02:03:00And so then you go on, and I don't know--one of my most popular discoveries is why ice is slippery, okay? [10] It's the same thing. The ice has a layer of water on it, and the ice is slippery because [of] that water layer. And the water layer gets thicker when you move into the temperature range where you ski or ice skate. It's only the thickness of the layer is different, but the surface of ice is water.

And so it took us a while to prove it with more sophisticated [techniques]. What makes surfaces unique is because the structure--composition--behavior are totally different. Now when you go to nanoscience, which we are in the middle 02:04:00of, when you have just a few atoms, you can imagine how different those are from the bulk, many atom surroundings. And that's where catalysis is. But to get to nanoscience, it had to be over the year 2000.

DOMUSH: Right.

SOMORJAI: Okay?

DOMUSH: I'm curious. You mentioned that you had this low-energy electron diffraction, this one machine that you bought, and then you--

SOMORJAI: We built the rest.

DOMUSH: [Yes], you and your technician and your students built the rest. Especially when you first got to Berkeley, you know, you get these couple of students, couple of postdocs. How much are you in the lab using the instruments, doing the chemistry, doing the science, versus sitting in the office, thinking about it, talking about it with your students, and having them go out and do it?

02:05:00SOMORJAI: I see my students every day. I go to them and we--the secret is in the small details, okay? So you cannot play the big man who steps in in order to do this, and then waits until the results come in. That's nonexistent science.

**Provided data**
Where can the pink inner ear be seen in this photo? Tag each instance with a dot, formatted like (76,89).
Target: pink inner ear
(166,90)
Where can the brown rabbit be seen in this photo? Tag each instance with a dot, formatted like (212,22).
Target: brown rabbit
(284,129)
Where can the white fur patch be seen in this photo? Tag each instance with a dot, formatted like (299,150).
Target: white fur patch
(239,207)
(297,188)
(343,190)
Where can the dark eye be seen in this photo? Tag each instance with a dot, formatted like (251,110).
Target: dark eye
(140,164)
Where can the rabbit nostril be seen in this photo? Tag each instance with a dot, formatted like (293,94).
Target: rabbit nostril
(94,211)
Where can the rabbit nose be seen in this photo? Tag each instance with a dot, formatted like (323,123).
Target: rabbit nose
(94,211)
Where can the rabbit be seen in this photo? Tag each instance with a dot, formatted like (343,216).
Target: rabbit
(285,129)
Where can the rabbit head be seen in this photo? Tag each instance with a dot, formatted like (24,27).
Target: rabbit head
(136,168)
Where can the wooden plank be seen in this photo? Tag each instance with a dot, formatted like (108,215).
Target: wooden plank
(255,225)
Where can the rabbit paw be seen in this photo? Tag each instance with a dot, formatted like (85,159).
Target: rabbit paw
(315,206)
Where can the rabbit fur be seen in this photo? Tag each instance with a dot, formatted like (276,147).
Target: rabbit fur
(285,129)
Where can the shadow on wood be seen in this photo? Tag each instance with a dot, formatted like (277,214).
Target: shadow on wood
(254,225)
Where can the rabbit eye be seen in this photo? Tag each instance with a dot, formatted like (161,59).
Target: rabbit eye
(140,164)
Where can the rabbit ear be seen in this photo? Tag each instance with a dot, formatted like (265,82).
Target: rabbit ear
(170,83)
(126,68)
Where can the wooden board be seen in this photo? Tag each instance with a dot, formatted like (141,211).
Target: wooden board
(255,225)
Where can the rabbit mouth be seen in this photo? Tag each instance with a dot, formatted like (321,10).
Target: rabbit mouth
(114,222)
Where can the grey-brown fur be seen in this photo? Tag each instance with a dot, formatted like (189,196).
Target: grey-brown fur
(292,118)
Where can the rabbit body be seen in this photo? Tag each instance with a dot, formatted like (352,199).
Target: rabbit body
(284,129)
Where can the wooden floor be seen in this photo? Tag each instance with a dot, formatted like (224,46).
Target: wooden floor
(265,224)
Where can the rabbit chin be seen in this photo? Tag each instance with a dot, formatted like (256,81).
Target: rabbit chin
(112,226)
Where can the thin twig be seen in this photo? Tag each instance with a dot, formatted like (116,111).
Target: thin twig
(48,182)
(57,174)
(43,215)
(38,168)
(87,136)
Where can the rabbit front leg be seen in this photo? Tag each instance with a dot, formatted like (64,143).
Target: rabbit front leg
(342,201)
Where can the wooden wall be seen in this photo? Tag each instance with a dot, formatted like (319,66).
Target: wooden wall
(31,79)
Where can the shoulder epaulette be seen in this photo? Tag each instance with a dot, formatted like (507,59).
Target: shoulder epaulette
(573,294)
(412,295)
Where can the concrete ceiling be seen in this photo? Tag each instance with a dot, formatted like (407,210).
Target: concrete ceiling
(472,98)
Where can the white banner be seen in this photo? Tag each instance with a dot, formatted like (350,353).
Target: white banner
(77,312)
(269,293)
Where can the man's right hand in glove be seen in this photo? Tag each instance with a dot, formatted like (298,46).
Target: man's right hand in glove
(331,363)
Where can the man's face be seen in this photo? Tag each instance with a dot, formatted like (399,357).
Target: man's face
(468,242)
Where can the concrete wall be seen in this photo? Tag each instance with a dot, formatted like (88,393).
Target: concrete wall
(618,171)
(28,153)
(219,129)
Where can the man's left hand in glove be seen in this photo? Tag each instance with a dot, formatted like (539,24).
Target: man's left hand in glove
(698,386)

**Exercise instructions**
1: Summarize the interview excerpt in three sentences.
2: Continue the interview excerpt from the point where it ends.
The lines above are drawn from a separate source and are unrelated to the interview excerpt.

**Responses by item number**
1: Somorjai explains that ice is slippery because its surface carries a layer of water, which grows thicker in the temperature range used for skiing and ice skating. He adds that surfaces differ from the bulk in structure, composition, and behavior, and that the few-atom systems of nanoscience, where catalysis lies, differ even more. Asked how his time is divided between lab and office, he says he sees his students every day because the secret lies in small details.

2:
I obviously, as I accumulate knowledge, in the beginning, I had every detail, work along with the students. But then I knew what I was doing, all right? I knew how to clean that material. I knew, you know, I am performing the whole [experiment] and I learned the technology inside out. And then I didn't join 02:06:00those experiments because I knew how to do it, and I participated in [developing] new techniques and new instrumentation, as one of the major things that we do here. We developed new instrumentation to study surfaces [in vacuums where they could be kept clean, and then we did new instrumentation to go to high pressures, because catalysis doesn't work in ultra-high vacuum. So we had to go through what I call the pressure gap to do catalysis. And so you needed new instrumentation.

Now I'm using the Synchrotron, the light sources, to look at my sample under reaction conditions while they produce chemistry, and see what happens on the surface. And that is a revolution, okay? And we go through these revolutions, and then I deal with the instrumentation that is needed to first understand what 02:07:00I'm doing. And once that happens, and I understand it, I have more trust that the students can do it, because I can pull them out if there's any problem.

DOMUSH: Right.

SOMORJAI: And the professor's major responsibility is to get the student out [graduating with a PhD], in my case, in four years. Never keep a student longer than four years, because time is a very important variable. But that means that if they are in the wrong paths, or I gave him the wrong direction to go, I have to recognize this and then pull them out, okay?

DOMUSH: Right. Quickly.

SOMORJAI: And change the direction. Or if I mismatch the talent of the student with the research that I am suggesting, whatever the reason, I have to pull him 02:08:00out and put him in another direction to be successful. You cannot build students on failure. You have to get them successful. Once they are successful, then that is a self-confidence level, and then everything comes out right.

DOMUSH: Right, because if they have some successes, if they have some self-confidence, then they can start to have those scientific dreams.

SOMORJAI: More understanding what they're doing is, what else can I do with it?

DOMUSH: Right.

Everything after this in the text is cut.